Exercise details: Would you quote the material below in full and unchanged?

━━━━━━━━━━━━━━━━

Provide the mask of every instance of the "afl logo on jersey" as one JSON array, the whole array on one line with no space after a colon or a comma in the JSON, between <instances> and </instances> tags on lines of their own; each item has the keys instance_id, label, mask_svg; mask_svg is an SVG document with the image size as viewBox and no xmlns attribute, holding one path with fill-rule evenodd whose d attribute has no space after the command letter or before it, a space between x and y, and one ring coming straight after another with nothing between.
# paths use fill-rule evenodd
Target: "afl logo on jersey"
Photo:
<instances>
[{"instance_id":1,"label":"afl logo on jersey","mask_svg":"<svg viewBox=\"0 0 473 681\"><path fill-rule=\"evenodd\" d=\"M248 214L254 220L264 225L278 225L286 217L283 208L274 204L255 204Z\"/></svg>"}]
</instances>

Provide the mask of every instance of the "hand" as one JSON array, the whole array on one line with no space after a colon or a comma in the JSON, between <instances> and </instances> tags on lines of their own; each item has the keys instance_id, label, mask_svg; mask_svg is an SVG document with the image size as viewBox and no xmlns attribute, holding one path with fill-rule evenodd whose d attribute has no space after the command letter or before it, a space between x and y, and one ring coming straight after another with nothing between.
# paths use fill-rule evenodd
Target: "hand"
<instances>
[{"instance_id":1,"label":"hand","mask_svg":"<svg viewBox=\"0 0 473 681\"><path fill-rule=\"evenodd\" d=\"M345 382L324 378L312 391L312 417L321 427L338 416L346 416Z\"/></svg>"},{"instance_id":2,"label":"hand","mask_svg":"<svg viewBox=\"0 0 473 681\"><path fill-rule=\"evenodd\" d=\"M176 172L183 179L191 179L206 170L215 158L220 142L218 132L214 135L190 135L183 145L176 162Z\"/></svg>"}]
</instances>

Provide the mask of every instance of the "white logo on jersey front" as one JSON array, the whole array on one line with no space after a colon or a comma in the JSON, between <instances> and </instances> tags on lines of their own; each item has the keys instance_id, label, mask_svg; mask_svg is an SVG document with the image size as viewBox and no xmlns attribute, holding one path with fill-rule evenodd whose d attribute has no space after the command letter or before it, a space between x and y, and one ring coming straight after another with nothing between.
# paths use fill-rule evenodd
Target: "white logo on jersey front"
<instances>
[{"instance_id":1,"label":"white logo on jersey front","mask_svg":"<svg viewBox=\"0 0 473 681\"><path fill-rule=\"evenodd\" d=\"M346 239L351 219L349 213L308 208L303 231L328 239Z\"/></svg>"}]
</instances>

━━━━━━━━━━━━━━━━

Solution to this task:
Provide the mask of every instance of the "afl logo on jersey" as one JSON array, the whole array on one line with no space after a colon or a comma in the JSON, between <instances> and </instances> tags on lines of their own; each item has the keys instance_id, label, mask_svg; mask_svg is an SVG document with the image size as viewBox and no xmlns attribute, holding one path with fill-rule evenodd whose d attribute has no space after the command letter or before it, a space between x and y, and one ring coming straight after another with nothing between.
# paths use fill-rule evenodd
Target: "afl logo on jersey"
Photo:
<instances>
[{"instance_id":1,"label":"afl logo on jersey","mask_svg":"<svg viewBox=\"0 0 473 681\"><path fill-rule=\"evenodd\" d=\"M248 214L254 220L264 225L278 225L286 217L283 208L274 204L255 204Z\"/></svg>"}]
</instances>

Provide the mask of every instance of the "hand" as one JSON array, the whole array on one line with no space after a colon or a comma in the JSON, between <instances> and </instances> tags on lines of their own; each item has the keys instance_id, label, mask_svg; mask_svg is an SVG document with the image size as viewBox and no xmlns attribute, holding one path with fill-rule evenodd whose d attribute has no space after the command letter or before it, a space between x and y, and one ring coming straight after another with nothing between.
# paths use fill-rule evenodd
Target: "hand"
<instances>
[{"instance_id":1,"label":"hand","mask_svg":"<svg viewBox=\"0 0 473 681\"><path fill-rule=\"evenodd\" d=\"M345 382L324 378L312 391L312 417L321 427L338 416L346 416Z\"/></svg>"},{"instance_id":2,"label":"hand","mask_svg":"<svg viewBox=\"0 0 473 681\"><path fill-rule=\"evenodd\" d=\"M176 172L183 179L191 179L206 170L215 158L220 142L218 132L214 135L190 135L183 145L176 162Z\"/></svg>"}]
</instances>

Provide the mask of every instance of the "white logo on jersey front" as one JSON array, the whole array on one line with no space after a colon or a comma in the JSON, between <instances> and </instances> tags on lines of their own; each item has the keys instance_id, label, mask_svg; mask_svg is an SVG document with the image size as viewBox and no xmlns attribute, holding one path with fill-rule evenodd whose d attribute has no space after the command letter or before it, a space between x and y, and one ring coming straight after another with nothing between.
# paths use fill-rule evenodd
Target: "white logo on jersey front"
<instances>
[{"instance_id":1,"label":"white logo on jersey front","mask_svg":"<svg viewBox=\"0 0 473 681\"><path fill-rule=\"evenodd\" d=\"M346 239L351 219L349 213L308 208L303 231L328 239Z\"/></svg>"}]
</instances>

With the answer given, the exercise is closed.